Natural language region descriptions
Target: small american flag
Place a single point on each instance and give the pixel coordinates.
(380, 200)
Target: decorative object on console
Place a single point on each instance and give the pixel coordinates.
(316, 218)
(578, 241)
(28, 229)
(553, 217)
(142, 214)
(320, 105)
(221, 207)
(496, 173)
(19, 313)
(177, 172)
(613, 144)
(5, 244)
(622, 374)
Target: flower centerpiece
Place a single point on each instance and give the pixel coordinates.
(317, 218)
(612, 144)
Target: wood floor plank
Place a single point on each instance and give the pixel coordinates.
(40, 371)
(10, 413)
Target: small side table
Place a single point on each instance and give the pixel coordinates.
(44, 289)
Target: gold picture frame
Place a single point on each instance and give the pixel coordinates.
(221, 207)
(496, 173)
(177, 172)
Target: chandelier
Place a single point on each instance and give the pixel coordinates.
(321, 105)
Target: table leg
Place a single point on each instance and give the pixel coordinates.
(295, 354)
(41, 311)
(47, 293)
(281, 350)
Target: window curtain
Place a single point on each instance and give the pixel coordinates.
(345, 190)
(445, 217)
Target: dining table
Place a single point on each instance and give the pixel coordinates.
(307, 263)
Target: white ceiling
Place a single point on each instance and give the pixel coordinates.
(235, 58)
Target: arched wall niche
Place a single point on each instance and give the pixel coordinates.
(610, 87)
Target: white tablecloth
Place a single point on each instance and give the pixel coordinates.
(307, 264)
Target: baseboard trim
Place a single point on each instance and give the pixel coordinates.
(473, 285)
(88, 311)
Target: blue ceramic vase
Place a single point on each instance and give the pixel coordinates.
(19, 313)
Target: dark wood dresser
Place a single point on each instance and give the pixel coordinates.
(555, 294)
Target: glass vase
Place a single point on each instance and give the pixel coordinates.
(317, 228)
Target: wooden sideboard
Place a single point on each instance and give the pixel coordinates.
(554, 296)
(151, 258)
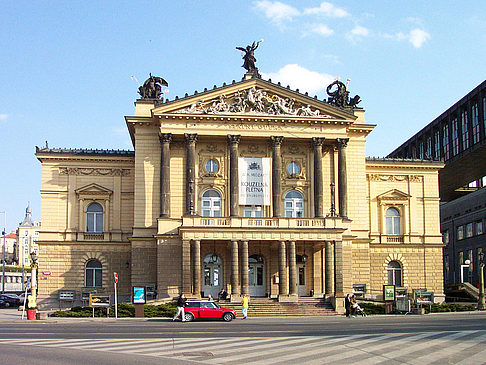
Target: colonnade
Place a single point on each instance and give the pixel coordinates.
(233, 143)
(287, 268)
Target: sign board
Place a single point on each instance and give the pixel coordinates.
(388, 293)
(254, 181)
(99, 300)
(138, 295)
(66, 295)
(425, 298)
(359, 289)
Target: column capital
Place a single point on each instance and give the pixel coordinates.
(342, 142)
(190, 137)
(165, 137)
(233, 139)
(317, 141)
(276, 141)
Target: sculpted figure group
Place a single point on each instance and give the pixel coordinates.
(252, 101)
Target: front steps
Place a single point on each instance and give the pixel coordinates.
(265, 307)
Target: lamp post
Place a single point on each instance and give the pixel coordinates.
(481, 304)
(3, 252)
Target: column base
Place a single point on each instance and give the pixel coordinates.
(288, 298)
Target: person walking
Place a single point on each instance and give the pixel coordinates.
(347, 305)
(181, 303)
(244, 306)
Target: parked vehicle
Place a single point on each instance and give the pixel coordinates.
(207, 310)
(10, 300)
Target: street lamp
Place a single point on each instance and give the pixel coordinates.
(481, 304)
(3, 254)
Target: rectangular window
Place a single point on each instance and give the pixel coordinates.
(437, 144)
(445, 237)
(475, 123)
(479, 228)
(445, 142)
(455, 137)
(460, 232)
(465, 130)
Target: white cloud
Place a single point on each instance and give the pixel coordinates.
(358, 32)
(277, 11)
(320, 29)
(299, 77)
(417, 37)
(327, 9)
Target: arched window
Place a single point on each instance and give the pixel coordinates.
(294, 204)
(211, 203)
(94, 218)
(394, 273)
(93, 274)
(393, 226)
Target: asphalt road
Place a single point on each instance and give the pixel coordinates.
(11, 327)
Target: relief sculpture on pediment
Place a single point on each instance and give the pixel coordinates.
(253, 101)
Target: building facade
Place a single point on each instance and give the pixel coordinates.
(458, 137)
(249, 187)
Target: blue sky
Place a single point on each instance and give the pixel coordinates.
(65, 66)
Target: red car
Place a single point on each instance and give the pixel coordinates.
(207, 310)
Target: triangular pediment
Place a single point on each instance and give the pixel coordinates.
(93, 189)
(253, 97)
(394, 194)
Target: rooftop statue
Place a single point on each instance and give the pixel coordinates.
(249, 57)
(340, 96)
(152, 87)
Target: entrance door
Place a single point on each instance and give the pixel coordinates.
(256, 276)
(212, 275)
(302, 275)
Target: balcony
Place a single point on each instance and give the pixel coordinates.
(239, 228)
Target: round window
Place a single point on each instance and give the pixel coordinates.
(212, 166)
(293, 168)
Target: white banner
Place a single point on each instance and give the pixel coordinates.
(254, 181)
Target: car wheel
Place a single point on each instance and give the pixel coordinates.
(228, 317)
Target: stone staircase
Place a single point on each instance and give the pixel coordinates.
(265, 307)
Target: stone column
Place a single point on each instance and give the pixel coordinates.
(342, 177)
(190, 173)
(165, 139)
(233, 141)
(329, 269)
(338, 269)
(292, 269)
(196, 260)
(318, 194)
(276, 175)
(235, 277)
(245, 289)
(186, 267)
(282, 270)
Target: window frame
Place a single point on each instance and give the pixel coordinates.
(96, 273)
(95, 215)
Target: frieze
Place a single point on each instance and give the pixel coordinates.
(253, 101)
(93, 171)
(394, 178)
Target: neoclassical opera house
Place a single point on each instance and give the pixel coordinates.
(251, 187)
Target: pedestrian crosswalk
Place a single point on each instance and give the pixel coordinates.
(452, 347)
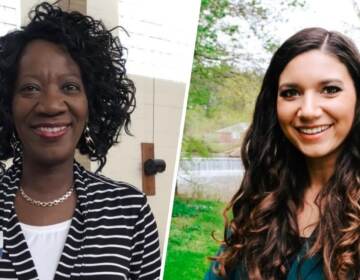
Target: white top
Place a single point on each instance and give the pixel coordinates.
(46, 244)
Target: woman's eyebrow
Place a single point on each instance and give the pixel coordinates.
(288, 85)
(329, 81)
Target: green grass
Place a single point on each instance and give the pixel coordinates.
(190, 241)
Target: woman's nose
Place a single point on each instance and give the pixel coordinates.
(310, 107)
(51, 101)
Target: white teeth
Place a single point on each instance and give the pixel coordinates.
(314, 130)
(52, 129)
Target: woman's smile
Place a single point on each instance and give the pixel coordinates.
(49, 105)
(51, 131)
(316, 103)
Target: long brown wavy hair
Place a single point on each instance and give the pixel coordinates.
(263, 232)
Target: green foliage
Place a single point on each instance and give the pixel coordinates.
(192, 146)
(232, 101)
(190, 242)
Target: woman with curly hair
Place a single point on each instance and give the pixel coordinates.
(296, 214)
(64, 86)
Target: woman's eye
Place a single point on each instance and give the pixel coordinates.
(30, 88)
(331, 89)
(289, 93)
(71, 87)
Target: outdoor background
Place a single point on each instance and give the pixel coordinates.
(235, 41)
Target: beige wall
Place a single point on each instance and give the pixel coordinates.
(157, 119)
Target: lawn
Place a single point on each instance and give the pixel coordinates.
(190, 242)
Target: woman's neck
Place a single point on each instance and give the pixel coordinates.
(320, 170)
(46, 182)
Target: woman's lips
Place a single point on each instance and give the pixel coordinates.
(51, 132)
(314, 132)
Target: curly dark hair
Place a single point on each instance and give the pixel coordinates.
(264, 230)
(100, 56)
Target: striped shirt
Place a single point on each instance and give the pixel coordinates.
(113, 234)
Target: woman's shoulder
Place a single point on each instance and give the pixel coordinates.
(100, 187)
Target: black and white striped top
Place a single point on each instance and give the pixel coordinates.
(113, 233)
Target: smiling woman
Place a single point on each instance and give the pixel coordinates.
(64, 87)
(296, 213)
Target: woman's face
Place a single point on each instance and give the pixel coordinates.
(316, 103)
(49, 106)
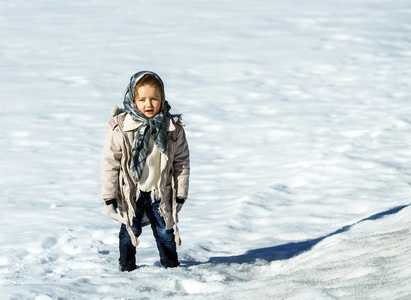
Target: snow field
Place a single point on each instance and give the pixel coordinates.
(299, 127)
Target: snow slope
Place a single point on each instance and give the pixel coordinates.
(299, 126)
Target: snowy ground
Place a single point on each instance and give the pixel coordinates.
(299, 123)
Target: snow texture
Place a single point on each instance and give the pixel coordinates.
(299, 123)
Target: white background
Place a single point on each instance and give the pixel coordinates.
(299, 124)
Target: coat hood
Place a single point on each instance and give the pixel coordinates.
(130, 96)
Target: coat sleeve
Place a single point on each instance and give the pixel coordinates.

# What needs to be done:
From the first line to the last, write out the data exactly, omitting any pictures.

# Exercise output:
Target: small american flag
Place a single point on each instance and give the pixel coordinates.
(380, 200)
Target: decorative object on console
Place a single point on each instance and give the pixel coordinates.
(316, 218)
(578, 241)
(28, 229)
(553, 217)
(142, 214)
(320, 105)
(221, 207)
(496, 173)
(19, 313)
(177, 172)
(613, 144)
(5, 244)
(622, 374)
Target: flower centerpiece
Place a single point on each instance and give the pixel coordinates.
(317, 218)
(612, 144)
Target: wood floor plank
Place a single point on each instance and give the pixel coordinates.
(40, 371)
(10, 413)
Target: small side table
Place a single point on each instance and give the pixel coordinates.
(44, 289)
Target: gold picture frame
Place a single point on each instance and give the pixel coordinates.
(221, 207)
(496, 173)
(177, 172)
Target: chandelier
Place a single point on each instance and give the pixel coordinates.
(321, 105)
Target: table leg
Place a single point on each instance and give the pixel coordinates.
(295, 354)
(41, 311)
(47, 293)
(281, 350)
Target: window curtain
Place a single point on each instance and give the pixel coordinates.
(345, 190)
(445, 217)
Target: dining table
Place a single point on each instance and give the pixel coordinates.
(307, 263)
Target: white ceiling
Place a single point on each instance and give the pixel coordinates.
(235, 58)
Target: arched wall niche
Place a single point on each instance and give the pixel coordinates.
(610, 87)
Target: white tablecloth
Place a single point on each instance and give the pixel coordinates.
(307, 264)
Target: baseboard trim
Place a single point on each instance and give the pixel coordinates.
(473, 285)
(88, 311)
Target: blue ceramic vase
Place a single point on each instance and give the pixel coordinates.
(19, 313)
Target: dark wood dresser
Place a single point on each instance and give the pixel coordinates.
(555, 294)
Target: glass vase
Place a single point on each instance and give the pixel coordinates.
(317, 228)
Target: wooden sideboard
Place a single point on each instance and give the pixel coordinates.
(554, 296)
(151, 258)
Target: colonnade
Place a single point on each instance and give the pixel coordinates.
(233, 143)
(287, 268)
Target: sign board
Place a single point on each instance and give the pixel coordinates.
(388, 293)
(254, 181)
(99, 300)
(138, 295)
(66, 295)
(425, 298)
(359, 289)
Target: column capital
Place a single point on each instance and give the pixel coordinates.
(342, 142)
(190, 137)
(165, 137)
(233, 139)
(317, 141)
(276, 141)
Target: sculpted figure group
Place a single point on each instance and give the pixel coordinates.
(252, 101)
Target: front steps
Place a single point on each instance and give the pixel coordinates.
(265, 307)
Target: lamp post
Place a single point on each instance and give the pixel coordinates.
(481, 304)
(3, 252)
Target: column base
Place a single point on each instance and give the pixel coordinates.
(288, 298)
Target: person walking
Place a single point on each instance and give the pixel coordinates.
(347, 305)
(181, 303)
(244, 306)
Target: parked vehicle
Place a single point on each instance and give the pixel coordinates.
(207, 310)
(10, 300)
Target: street lamp
Place a single point on each instance and give the pixel coordinates.
(481, 304)
(3, 254)
Target: rectangular window
Place a single point on each instance and give the pixel coordinates.
(437, 144)
(445, 237)
(475, 123)
(479, 228)
(445, 142)
(455, 137)
(460, 232)
(465, 130)
Target: white cloud
Place a single point on each instance and give the pixel coordinates.
(358, 32)
(277, 11)
(320, 29)
(299, 77)
(417, 37)
(327, 9)
Target: arched window
Place a single point on each instance and give the pixel coordinates.
(294, 204)
(211, 203)
(94, 218)
(394, 273)
(93, 274)
(393, 226)
Target: asphalt road
Place a single point on each instance and give the pixel coordinates.
(11, 327)
Target: relief sculpture on pediment
Place a single point on each instance and give the pixel coordinates.
(253, 101)
Target: building facade
Place a single point on each instance and give the pixel coordinates.
(458, 137)
(249, 187)
Target: blue sky
Place a single point on each instance and give the pixel coordinates.
(65, 66)
Target: red car
Place a single point on each instance and give the pixel coordinates.
(207, 310)
Target: triangular pediment
Place a single point on each instance and give the pixel coordinates.
(93, 189)
(253, 97)
(394, 194)
Target: rooftop statue
Place a single point on each instance and give the pixel coordinates.
(249, 57)
(340, 96)
(152, 87)
Target: entrance door
Place a single point on each instance and give the pixel coordinates.
(256, 276)
(212, 275)
(302, 275)
Target: balcony
Place a single point on each instance and give the pixel coordinates.
(239, 228)
Target: round window
Place a single point on each instance and give the pixel coordinates.
(212, 166)
(293, 168)
Target: white banner
Place a single point on each instance and give the pixel coordinates.
(254, 181)
Target: car wheel
Place a single point on each instance and give the pixel coordinates.
(228, 317)
Target: stone staircase
Place a single point on each instance and give the pixel coordinates.
(265, 307)
Target: stone column
Place a single point on each instance and give the pixel coordinates.
(342, 177)
(190, 173)
(165, 139)
(233, 141)
(329, 269)
(338, 269)
(292, 269)
(196, 260)
(318, 194)
(276, 175)
(235, 277)
(245, 289)
(186, 267)
(282, 270)
Target: window frame
Place a single point on each instance and give the pixel coordinates.
(96, 273)
(95, 215)
Target: frieze
Place a single point on each instance and give the pixel coordinates.
(253, 101)
(93, 171)
(394, 178)
Target: neoclassical opera house
Place a single point on each instance and give the pixel coordinates.
(251, 187)
Target: pedestrian crosswalk
Place a single point on each instance and give the pixel coordinates.
(452, 347)
Target: white top
Place a single point on each instance and give the pixel coordinates.
(46, 244)
Target: woman's eyebrow
Place a single point on each instance and give the pixel coordinates.
(288, 85)
(329, 81)
Target: green grass
Place a single point on each instance and give the pixel coordinates.
(190, 241)
Target: woman's nose
Place a single point on each instance and give the pixel coordinates.
(310, 107)
(51, 101)
Target: white teeth
Place a single point on each instance and give the pixel coordinates.
(314, 130)
(52, 129)
Target: woman's smile
Place a single point on each instance and give the pixel coordinates.
(49, 105)
(51, 131)
(316, 103)
Target: long brown wavy hair
Place a single point on each instance and give the pixel coordinates.
(263, 232)
Target: green foliage
Place a single point on each instance and give the pixel coordinates.
(192, 146)
(232, 101)
(190, 242)
Target: woman with curly hair
Place a single point on each instance and give the pixel coordinates.
(296, 214)
(64, 86)
Target: woman's eye
Place a single point on each instance and give the pixel coordinates.
(30, 88)
(331, 89)
(289, 93)
(71, 87)
Target: outdoor background
Place a single point on each instance and give the pixel coordinates.
(235, 41)
Target: beige wall
Place a single point on each instance and give the pixel coordinates.
(157, 119)
Target: lawn
Place a single point on each instance and give the pixel coordinates.
(190, 242)
Target: woman's neck
Place a single point on each instance and give the pixel coordinates.
(320, 170)
(46, 182)
Target: woman's lips
Place a single point on each instance and give the pixel coordinates.
(51, 132)
(314, 132)
Target: curly dark hair
Place a single point on each instance and give the pixel coordinates.
(264, 230)
(100, 56)
Target: striped shirt
Place a single point on each instance and give the pixel coordinates.
(113, 234)
Target: woman's shoulder
Place a single point on each instance and give the pixel coordinates.
(100, 187)
Target: black and white striped top
Place a single point on each instance and give the pixel coordinates.
(113, 233)
Target: smiling woman
Place a single point on each instance and give the pixel coordinates.
(64, 87)
(296, 213)
Target: woman's face
Place a single point on each instance and give the pixel coordinates.
(316, 103)
(49, 106)
Target: snow field
Place a single point on each instance and give the pixel coordinates.
(299, 127)
Target: snow slope
Place a single point on each instance and give the pixel coordinates.
(299, 126)
Target: snowy ground
Place a single point on each instance and give the pixel coordinates.
(299, 123)
Target: snow texture
Place a single point on each instance and give the pixel coordinates.
(299, 123)
Target: white background
Place a single point on each instance and give the pixel coordinates.
(299, 124)
Target: coat hood
Place a single point on each instance and give the pixel coordinates.
(130, 96)
Target: coat sleeve
Place a single point on each instance and give the pixel coordinates.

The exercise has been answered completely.